_What to work on_
1. Using the passage on late preterm births, decide whether each statement agrees with it: (a) more than a third of the late preterm infants were admitted to a neonatal intensive care unit; (b) the incidence of RDS at 38 weeks' gestation was 10.5%; (c) the study controlled for birth weight. Answer yes or no for each, and quote the words of the passage that decide it.
2. Name every respiratory condition for which the passage on late preterm births gives incidence percentages for infants born at 34 weeks versus 38 weeks.
3. Copy word for word everything in the passage on late preterm births from "Researchers calculated that" down to "and respiratory failure.".

Being born even a few weeks early increases the risk for respiratory distress syndrome (RDS) and other respiratory morbidities, according to findings from a recent multicenter study conducted by the Consortium on Safe Labor. The study is perhaps the largest to date on the subject using recent medical record data and controlling for multiple factors that influence neonatal respiratory outcomes, including maternal medical condition, labor and mode of delivery, and birth weight.
Researchers calculated that of almost 20,000 late preterm births (between 34 and 37 weeks' gestation), 7,055 (36.5%) were admitted to a neonatal intensive care unit and 2,032 had respiratory compromise compared with 11,980 (7.2%) and 1,874, respectively, of 165,993 term infants.
The incidence of RDS was 10.5% for infants born at 34 weeks' gestation versus 0.3% at 38 weeks. Similarly, incidences of transient tachypnea of the newborn, pneumonia, and respiratory failure for those born at 34 weeks versus at 38 weeks were, respectively, 6.4% versus 0.4%, 1.5% versus 0.1%, and 1.6% versus 0.2%. Similar patterns existed for standard and oscillatory ventilator support.
Similar patterns were noted for transient tachypnea of the newborn, pneumonia, and respiratory failure.
Consortium for Safe Labor; Hibbard JU, Wilkins I, Sun L, et al. Respiratory morbidity in late preterm births. JAMA. 2010;304(4):419-425.

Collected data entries
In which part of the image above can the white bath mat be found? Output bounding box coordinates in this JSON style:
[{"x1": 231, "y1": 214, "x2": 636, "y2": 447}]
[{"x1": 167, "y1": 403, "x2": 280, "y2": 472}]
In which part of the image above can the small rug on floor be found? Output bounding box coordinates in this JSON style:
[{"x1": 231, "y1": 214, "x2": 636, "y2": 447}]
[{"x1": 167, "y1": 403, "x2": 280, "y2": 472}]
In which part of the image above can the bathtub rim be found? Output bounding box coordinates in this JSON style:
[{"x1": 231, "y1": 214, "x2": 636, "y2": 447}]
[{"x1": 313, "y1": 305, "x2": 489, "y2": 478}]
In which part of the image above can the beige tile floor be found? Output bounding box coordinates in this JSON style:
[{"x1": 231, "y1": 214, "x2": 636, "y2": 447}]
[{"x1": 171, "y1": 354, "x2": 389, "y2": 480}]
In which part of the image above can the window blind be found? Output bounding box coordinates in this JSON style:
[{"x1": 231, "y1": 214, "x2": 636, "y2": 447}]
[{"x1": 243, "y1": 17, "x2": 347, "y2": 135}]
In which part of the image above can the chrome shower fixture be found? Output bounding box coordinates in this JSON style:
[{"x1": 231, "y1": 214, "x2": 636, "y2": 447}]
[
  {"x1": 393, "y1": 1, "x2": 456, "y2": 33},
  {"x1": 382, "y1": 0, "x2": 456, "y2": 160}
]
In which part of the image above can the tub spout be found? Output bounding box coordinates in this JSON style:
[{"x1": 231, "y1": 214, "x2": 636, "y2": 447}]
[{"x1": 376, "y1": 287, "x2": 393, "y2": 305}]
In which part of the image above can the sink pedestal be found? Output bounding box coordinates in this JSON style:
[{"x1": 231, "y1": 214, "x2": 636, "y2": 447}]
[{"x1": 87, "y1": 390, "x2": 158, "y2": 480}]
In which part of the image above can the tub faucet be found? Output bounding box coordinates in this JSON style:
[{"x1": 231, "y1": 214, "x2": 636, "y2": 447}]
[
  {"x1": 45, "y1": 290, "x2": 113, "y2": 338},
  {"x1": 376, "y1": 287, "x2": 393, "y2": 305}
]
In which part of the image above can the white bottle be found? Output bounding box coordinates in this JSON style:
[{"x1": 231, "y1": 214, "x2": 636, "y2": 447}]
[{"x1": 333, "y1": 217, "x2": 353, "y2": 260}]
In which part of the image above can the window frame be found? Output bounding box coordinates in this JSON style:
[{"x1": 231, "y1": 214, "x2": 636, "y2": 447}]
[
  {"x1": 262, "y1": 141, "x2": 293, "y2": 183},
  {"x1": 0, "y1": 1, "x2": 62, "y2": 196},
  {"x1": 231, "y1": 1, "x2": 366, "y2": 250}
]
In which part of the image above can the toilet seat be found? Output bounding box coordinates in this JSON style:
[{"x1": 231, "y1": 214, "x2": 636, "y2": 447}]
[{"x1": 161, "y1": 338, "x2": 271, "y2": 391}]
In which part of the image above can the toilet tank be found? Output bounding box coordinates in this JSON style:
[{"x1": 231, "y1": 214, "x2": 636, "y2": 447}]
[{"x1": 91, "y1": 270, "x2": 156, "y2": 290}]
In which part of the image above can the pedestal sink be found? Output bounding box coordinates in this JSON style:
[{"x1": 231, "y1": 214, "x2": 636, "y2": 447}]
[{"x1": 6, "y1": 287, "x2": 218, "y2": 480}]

_Set of answers_
1.
(a) Yes: "7,055 (36.5%) were admitted to a neonatal intensive care unit"
(b) No: "The incidence of RDS was 10.5% for infants born at 34 weeks' gestation versus 0.3% at 38 weeks"
(c) Yes: "controlling for multiple factors that influence neonatal respiratory outcomes, including maternal medical condition, labor and mode of delivery, and birth weight"

2.
- Respiratory distress syndrome (RDS)
- Transient tachypnea of the newborn
- Pneumonia
- Respiratory failure

3.
Researchers calculated that of almost 20,000 late preterm births (between 34 and 37 weeks' gestation), 7,055 (36.5%) were admitted to a neonatal intensive care unit and 2,032 had respiratory compromise compared with 11,980 (7.2%) and 1,874, respectively, of 165,993 term infants.
The incidence of RDS was 10.5% for infants born at 34 weeks' gestation versus 0.3% at 38 weeks. Similarly, incidences of transient tachypnea of the newborn, pneumonia, and respiratory failure for those born at 34 weeks versus at 38 weeks were, respectively, 6.4% versus 0.4%, 1.5% versus 0.1%, and 1.6% versus 0.2%. Similar patterns existed for standard and oscillatory ventilator support.
Similar patterns were noted for transient tachypnea of the newborn, pneumonia, and respiratory failure.